===== Vorliegender Text =====

Beide Schwachstellen regelmäßig vom Wartungspersonal überprüfen zu lassen, wäre jedoch ein erheblicher Mehraufwand für die Telekom.

Kein Anschluß unter dieser Nummer, meint dazu der Hamburger Telekom-Sprecher Hans-Joachim Brinckmann: „Das sind reine Vermutungen. Die Anlagen werden automatisch überprüft.“

Daß Menschen sich von Telekom ungerecht behandelt fühlen, ist jedoch kein Einzelfall mehr. In Essen hat sich bereits eine „Interessengemeinschaft Telekomgeschädigter“ gegründet. Der Name klingt kurios, die Beträge, um die es geht, weniger: Es liegen Beispiele vor, in denen die Telefonrechnung von etwa 100 Mark plötzlich auf über 13000 Mark stieg.

„Die Betroffenen werden von Telekom als Lügner dargestellt“, weiß Doris Belz zu berichten, die die Idee zur Gründung der Interessengemeinschaft hatte. „Hier gibt es eine Lücke im Verbraucherschutz“, meint sie und verlangt den Einbau von verbindlichen Gebührenzählern in jedem Haushalt, ähnlich den Wasser- und Stromzählern. Auch das lehnt Telekom ab.

===== Datensätze =====

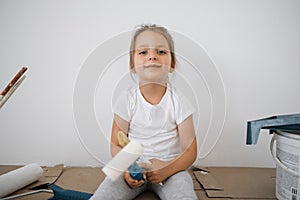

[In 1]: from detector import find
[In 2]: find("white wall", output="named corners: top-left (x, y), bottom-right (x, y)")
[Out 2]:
top-left (0, 0), bottom-right (300, 167)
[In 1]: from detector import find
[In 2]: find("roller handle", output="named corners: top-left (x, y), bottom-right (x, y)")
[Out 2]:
top-left (128, 162), bottom-right (144, 181)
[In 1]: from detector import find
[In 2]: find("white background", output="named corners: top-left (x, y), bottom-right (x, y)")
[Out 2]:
top-left (0, 0), bottom-right (300, 167)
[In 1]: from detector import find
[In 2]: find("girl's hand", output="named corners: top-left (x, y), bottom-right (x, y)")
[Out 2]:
top-left (124, 170), bottom-right (146, 189)
top-left (141, 158), bottom-right (170, 183)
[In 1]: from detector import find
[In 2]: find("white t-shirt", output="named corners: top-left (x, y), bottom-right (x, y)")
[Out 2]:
top-left (113, 84), bottom-right (194, 161)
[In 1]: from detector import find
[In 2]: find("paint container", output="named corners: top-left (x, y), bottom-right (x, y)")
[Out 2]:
top-left (270, 130), bottom-right (300, 200)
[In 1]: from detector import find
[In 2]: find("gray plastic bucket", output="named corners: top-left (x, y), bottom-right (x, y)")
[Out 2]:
top-left (270, 131), bottom-right (300, 200)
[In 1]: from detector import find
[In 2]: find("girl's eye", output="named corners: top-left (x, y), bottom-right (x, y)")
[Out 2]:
top-left (138, 50), bottom-right (147, 55)
top-left (157, 50), bottom-right (167, 55)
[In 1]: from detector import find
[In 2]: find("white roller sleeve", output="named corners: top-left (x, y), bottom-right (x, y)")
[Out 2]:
top-left (0, 163), bottom-right (43, 198)
top-left (102, 141), bottom-right (144, 181)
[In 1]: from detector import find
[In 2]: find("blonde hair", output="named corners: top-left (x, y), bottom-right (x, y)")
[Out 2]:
top-left (129, 24), bottom-right (176, 69)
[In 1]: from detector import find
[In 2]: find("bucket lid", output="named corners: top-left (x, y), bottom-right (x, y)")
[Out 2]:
top-left (246, 114), bottom-right (300, 144)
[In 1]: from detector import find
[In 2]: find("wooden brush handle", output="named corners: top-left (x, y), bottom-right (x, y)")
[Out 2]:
top-left (0, 67), bottom-right (27, 96)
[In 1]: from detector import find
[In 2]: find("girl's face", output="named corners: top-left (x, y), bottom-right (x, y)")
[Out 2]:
top-left (132, 31), bottom-right (173, 84)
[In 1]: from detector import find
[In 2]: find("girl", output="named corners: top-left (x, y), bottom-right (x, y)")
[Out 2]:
top-left (92, 25), bottom-right (197, 200)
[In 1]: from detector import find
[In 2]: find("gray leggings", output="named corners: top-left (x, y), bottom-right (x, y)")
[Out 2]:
top-left (91, 171), bottom-right (197, 200)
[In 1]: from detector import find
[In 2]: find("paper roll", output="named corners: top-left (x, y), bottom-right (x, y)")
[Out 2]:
top-left (102, 141), bottom-right (144, 181)
top-left (0, 163), bottom-right (43, 198)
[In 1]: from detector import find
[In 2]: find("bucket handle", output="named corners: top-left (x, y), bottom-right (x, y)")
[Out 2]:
top-left (270, 135), bottom-right (300, 177)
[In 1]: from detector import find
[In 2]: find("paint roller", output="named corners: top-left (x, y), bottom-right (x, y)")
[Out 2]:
top-left (0, 163), bottom-right (43, 198)
top-left (102, 131), bottom-right (144, 181)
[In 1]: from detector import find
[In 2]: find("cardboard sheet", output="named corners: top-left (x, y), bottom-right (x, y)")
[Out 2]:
top-left (194, 167), bottom-right (276, 199)
top-left (0, 165), bottom-right (276, 200)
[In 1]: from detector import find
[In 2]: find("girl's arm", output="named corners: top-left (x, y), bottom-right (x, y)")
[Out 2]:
top-left (142, 115), bottom-right (197, 183)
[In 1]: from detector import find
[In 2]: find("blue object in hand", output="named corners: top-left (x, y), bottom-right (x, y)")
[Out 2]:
top-left (48, 184), bottom-right (93, 200)
top-left (128, 162), bottom-right (143, 181)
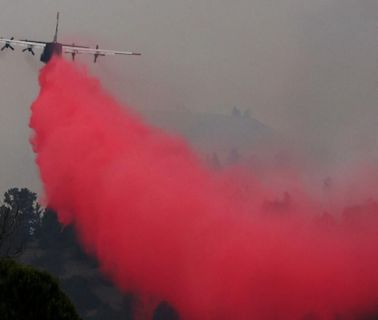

=====

### Aufgabe
Gib aus dem Text über die Beschwerden gegen die Telekom den Abschnitt wortgetreu wieder, beginnend mit „Kein Anschluß unter“ und weiter bis einschließlich „lehnt Telekom ab.“.

### Lösung
Kein Anschluß unter dieser Nummer, meint dazu der Hamburger Telekom-Sprecher Hans-Joachim Brinckmann: „Das sind reine Vermutungen. Die Anlagen werden automatisch überprüft.“

Daß Menschen sich von Telekom ungerecht behandelt fühlen, ist jedoch kein Einzelfall mehr. In Essen hat sich bereits eine „Interessengemeinschaft Telekomgeschädigter“ gegründet. Der Name klingt kurios, die Beträge, um die es geht, weniger: Es liegen Beispiele vor, in denen die Telefonrechnung von etwa 100 Mark plötzlich auf über 13000 Mark stieg.

„Die Betroffenen werden von Telekom als Lügner dargestellt“, weiß Doris Belz zu berichten, die die Idee zur Gründung der Interessengemeinschaft hatte. „Hier gibt es eine Lücke im Verbraucherschutz“, meint sie und verlangt den Einbau von verbindlichen Gebührenzählern in jedem Haushalt, ähnlich den Wasser- und Stromzählern. Auch das lehnt Telekom ab.